■ Text excerpt:

---

Landing the jumbo-sized rover meant finding something stronger than airbags. Scientists borrowed something familiar to science fiction fans. NASA calls it an “aeroshell,” but it looks like your standard silver flying saucer.

About 10 minutes before touchdown on Mars, the saucer separates from the spacecraft, using its shell as a heat shield. A parachute deploys, and then the descent vehicle pops out the bottom, firing eight retrorockets to slow its descent.

Pete Theisinger, project manager at JPL, says then the nail biting starts: the 2,000-pound rover is suspended below the descent vehicle by thin nylon cords called bridles. “They’re pretty small, the size of a pencil,” he says. “But they are very strong, they can carry the load very easily. You need to remember it’s a third [of Earth's] gravity. Which is helpful.”

The rover uses its own wheels and suspension system as the landing gear. Scientists hope that after a safe landing, the Curiosity will be ready to roll and explore Mars.

---

■ Goal: Reproduce the passage about landing the Curiosity rover on Mars word for word, keeping every paragraph.

■ Extracted material:
---

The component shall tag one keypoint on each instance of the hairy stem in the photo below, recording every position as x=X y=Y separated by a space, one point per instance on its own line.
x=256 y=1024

---

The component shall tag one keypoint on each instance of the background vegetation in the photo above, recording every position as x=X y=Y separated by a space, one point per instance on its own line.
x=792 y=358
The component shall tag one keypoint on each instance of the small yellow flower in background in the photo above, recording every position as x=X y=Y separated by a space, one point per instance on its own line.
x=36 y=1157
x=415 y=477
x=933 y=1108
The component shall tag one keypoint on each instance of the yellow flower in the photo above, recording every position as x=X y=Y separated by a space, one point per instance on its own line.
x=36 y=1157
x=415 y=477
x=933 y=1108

---

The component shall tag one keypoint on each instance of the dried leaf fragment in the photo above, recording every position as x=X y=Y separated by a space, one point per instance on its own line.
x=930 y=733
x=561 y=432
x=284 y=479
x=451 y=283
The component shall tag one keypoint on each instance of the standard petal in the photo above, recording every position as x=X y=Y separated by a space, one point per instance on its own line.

---

■ Result:
Landing the jumbo-sized rover meant finding something stronger than airbags. Scientists borrowed something familiar to science fiction fans. NASA calls it an “aeroshell,” but it looks like your standard silver flying saucer.

About 10 minutes before touchdown on Mars, the saucer separates from the spacecraft, using its shell as a heat shield. A parachute deploys, and then the descent vehicle pops out the bottom, firing eight retrorockets to slow its descent.

Pete Theisinger, project manager at JPL, says then the nail biting starts: the 2,000-pound rover is suspended below the descent vehicle by thin nylon cords called bridles. “They’re pretty small, the size of a pencil,” he says. “But they are very strong, they can carry the load very easily. You need to remember it’s a third [of Earth's] gravity. Which is helpful.”

The rover uses its own wheels and suspension system as the landing gear. Scientists hope that after a safe landing, the Curiosity will be ready to roll and explore Mars.